■ Given request A ■
Check the three statements below against the review of BTS's album Arirang, which follows. For each, answer yes or no and quote the words of the review that settle it. (i) The album has 14 tracks. (ii) The review calls the album a close match for the usual K-pop formula. (iii) The group's first concert in two years reportedly drew tears before a note was played.
■ Given request B ■
Carry on the review of BTS's album Arirang below, picking up after its final sentence.

··· Text to read ···

BTS is back, and they are not playing it safe. After years of mandatory military service scattered across the seven members, the group reunited this week with Arirang, a 14-track album that doubles as both homecoming and manifesto. If you were expecting a slick pop comeback engineered to retake charts, you misread the room entirely.

Arirang – named after the traditional Korean folk song – is a deliberate, emotionally heavyweight record. The band is using their return not to remind you they can generate a billion streams in a weekend (they can), but to say something about where they came from and what the years of enforced absence did to them. This is a K-pop record that doesn’t sound like the K-pop formula, which is either brave or commercially reckless depending on your perspective. Probably both.

The first concert in four years reportedly drew tears from the audience before a single note was played. That’s the kind of cultural weight BTS carries now – the mere sight of all seven of them on a stage again was enough. The album follows through on that gravity. Tracks like “Han River Morning” and “We Were Here” deal in longing and distance in ways that feel personal rather than produced.

··· Records supplied ···

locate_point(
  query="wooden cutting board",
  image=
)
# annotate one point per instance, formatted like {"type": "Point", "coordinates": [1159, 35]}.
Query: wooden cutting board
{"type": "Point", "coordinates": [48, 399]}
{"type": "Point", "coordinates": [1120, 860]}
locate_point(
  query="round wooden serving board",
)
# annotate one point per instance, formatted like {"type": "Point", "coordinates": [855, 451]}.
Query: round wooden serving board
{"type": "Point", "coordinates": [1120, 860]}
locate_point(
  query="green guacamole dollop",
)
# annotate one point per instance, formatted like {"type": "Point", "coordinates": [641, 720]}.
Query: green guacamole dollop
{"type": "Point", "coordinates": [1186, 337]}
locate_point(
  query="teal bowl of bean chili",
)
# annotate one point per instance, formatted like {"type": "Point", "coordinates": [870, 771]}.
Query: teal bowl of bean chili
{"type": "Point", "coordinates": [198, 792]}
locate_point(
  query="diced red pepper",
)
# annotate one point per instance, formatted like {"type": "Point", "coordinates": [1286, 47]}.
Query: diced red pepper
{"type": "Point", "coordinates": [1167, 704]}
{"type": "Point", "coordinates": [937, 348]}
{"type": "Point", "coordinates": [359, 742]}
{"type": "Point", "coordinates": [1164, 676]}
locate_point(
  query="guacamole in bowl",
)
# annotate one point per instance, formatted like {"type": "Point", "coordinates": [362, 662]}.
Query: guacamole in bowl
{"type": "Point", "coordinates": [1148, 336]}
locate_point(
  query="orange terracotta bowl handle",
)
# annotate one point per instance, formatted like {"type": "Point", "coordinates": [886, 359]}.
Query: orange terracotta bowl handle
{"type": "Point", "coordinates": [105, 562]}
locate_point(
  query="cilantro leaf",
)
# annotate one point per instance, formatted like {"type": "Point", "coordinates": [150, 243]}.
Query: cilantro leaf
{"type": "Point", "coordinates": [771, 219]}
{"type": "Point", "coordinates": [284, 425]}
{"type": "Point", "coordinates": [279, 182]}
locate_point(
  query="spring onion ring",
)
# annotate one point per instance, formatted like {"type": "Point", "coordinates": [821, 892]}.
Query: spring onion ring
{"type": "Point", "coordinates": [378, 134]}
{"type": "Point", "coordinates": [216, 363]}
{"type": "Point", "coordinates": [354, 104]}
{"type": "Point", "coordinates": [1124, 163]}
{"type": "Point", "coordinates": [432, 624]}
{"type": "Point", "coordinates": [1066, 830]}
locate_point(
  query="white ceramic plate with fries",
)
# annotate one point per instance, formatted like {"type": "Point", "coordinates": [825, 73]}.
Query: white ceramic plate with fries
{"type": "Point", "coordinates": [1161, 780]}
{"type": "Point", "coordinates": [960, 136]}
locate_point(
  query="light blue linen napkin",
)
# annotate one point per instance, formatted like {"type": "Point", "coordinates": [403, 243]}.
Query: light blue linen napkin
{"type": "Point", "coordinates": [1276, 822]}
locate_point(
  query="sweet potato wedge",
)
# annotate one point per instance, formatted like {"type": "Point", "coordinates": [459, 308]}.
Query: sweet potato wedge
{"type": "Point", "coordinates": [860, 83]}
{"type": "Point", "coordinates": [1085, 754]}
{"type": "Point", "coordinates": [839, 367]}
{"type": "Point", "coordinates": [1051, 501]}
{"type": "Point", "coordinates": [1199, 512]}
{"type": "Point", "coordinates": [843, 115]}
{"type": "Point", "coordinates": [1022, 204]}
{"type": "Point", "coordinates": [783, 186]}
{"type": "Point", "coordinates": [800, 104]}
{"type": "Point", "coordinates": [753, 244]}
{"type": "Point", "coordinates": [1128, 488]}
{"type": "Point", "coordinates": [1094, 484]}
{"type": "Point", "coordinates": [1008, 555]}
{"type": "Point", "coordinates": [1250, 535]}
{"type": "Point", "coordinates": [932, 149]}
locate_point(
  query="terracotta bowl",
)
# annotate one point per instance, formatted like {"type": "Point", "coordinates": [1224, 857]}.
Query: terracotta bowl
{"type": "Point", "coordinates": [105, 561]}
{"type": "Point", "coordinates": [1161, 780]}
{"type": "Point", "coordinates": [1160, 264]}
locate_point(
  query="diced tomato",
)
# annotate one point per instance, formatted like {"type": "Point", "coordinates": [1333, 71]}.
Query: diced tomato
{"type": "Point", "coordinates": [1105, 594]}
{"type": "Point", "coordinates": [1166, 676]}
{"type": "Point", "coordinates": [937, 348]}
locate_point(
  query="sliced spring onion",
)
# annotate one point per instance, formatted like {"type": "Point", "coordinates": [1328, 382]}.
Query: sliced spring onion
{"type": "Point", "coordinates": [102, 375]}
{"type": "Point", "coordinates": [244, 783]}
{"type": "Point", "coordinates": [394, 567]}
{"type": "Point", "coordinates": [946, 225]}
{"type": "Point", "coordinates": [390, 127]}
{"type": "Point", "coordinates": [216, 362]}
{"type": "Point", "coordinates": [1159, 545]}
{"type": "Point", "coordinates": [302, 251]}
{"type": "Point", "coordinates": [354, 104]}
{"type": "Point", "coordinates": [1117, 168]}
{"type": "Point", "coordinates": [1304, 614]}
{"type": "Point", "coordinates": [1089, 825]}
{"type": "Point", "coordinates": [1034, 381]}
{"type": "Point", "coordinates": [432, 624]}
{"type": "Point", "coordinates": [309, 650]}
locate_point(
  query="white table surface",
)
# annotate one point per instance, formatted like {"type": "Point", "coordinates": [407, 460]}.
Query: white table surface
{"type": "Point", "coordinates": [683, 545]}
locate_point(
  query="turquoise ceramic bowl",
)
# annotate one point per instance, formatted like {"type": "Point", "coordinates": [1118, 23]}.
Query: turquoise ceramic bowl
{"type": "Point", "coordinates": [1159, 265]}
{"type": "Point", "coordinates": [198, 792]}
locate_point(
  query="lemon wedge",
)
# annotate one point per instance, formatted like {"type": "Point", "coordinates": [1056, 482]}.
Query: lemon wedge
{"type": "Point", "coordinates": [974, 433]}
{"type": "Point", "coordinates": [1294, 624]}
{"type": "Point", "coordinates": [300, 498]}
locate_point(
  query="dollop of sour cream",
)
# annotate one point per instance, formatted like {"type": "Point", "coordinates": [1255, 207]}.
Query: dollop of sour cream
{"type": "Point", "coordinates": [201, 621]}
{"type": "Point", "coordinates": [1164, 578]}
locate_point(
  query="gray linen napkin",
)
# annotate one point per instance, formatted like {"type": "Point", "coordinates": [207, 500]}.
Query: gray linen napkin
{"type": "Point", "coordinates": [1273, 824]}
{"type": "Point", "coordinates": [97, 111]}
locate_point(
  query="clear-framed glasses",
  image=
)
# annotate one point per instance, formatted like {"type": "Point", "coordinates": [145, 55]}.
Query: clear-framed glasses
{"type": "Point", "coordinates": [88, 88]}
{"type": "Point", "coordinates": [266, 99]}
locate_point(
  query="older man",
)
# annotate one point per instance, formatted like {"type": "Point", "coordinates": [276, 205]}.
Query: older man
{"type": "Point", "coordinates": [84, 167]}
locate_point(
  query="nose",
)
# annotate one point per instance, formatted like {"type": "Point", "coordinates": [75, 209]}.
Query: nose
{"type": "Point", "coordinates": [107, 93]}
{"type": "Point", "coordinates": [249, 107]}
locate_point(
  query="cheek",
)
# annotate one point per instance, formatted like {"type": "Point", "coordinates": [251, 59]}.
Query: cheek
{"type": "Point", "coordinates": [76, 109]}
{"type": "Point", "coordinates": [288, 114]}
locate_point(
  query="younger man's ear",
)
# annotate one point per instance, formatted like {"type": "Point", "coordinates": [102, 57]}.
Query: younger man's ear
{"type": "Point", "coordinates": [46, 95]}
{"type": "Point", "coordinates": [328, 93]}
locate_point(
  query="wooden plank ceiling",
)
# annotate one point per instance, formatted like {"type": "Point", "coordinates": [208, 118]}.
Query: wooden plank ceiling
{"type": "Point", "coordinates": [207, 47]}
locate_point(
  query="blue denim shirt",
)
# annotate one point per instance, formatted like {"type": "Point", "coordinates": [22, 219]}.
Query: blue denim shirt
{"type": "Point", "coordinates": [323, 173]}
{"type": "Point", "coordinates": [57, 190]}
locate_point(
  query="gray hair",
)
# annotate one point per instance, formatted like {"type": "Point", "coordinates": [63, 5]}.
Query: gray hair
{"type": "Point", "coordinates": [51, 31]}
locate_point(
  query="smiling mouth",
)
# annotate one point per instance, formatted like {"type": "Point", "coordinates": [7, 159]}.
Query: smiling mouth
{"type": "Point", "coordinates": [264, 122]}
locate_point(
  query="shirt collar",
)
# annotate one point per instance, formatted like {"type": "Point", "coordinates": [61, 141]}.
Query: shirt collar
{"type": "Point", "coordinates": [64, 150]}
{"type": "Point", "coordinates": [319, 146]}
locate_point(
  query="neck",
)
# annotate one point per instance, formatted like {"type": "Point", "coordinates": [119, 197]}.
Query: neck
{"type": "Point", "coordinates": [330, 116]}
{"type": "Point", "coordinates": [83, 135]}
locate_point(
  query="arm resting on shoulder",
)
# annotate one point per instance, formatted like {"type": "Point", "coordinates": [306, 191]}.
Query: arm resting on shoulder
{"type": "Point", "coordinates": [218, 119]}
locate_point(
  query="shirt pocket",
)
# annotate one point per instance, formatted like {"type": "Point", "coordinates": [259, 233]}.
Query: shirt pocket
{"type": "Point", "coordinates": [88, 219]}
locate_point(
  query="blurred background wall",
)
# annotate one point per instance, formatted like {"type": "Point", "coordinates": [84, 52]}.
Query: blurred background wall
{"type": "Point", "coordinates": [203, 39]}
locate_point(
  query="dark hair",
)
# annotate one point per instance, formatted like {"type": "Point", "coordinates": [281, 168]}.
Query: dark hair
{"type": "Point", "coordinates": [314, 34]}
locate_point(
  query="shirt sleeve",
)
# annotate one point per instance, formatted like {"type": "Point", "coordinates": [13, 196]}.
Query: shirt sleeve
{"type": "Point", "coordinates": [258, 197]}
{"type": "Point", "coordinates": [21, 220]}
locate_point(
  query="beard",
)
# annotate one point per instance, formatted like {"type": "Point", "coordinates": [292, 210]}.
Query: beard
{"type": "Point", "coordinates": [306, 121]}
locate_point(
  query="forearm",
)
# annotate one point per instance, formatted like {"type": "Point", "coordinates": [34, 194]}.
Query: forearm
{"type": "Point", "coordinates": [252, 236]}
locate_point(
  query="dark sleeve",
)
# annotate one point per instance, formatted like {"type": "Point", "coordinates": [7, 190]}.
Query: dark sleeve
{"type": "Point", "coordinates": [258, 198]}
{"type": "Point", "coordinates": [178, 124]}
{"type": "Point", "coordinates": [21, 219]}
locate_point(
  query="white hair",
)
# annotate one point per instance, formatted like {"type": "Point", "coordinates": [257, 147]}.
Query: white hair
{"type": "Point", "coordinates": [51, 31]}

···

■ Final answer A ■
(i) Yes: "a 14-track album"
(ii) No: "a K-pop record that doesn’t sound like the K-pop formula"
(iii) No: "The first concert in four years"

■ Final answer B ■
The music industry will do its usual BTS accounting over the next few days – how many copies, how fast, which charts. Billboard’s already ranking every track. That’s fine. But the more interesting story is whether the band can transition from global pop phenomenon to something with a longer artistic shelf life. Arirang suggests they’re at least trying. Whether the fanbase follows them there is a different question, and one that will take more than a chart position to answer.

The Roots Picnic lineup – which also features Jay-Z and Erykah Badu this year – feels less surprising by comparison. BTS’s return is the actual event of the week, full stop.

5 Comments

  1. Destiny Moore Mar 23, 2026 at 1:06 am UTC

    Okay I’ve been a BTS fan since like 2019 but I just looked up what Arirang actually is and I genuinely got chills?? Like a folk song that’s been sung for hundreds of years, and now they’re using it for their comeback?? That’s the kind of thing that makes me want to learn more about music history. Every time I dig into something with BTS there’s always more underneath it. Can’t wait to hear the whole album.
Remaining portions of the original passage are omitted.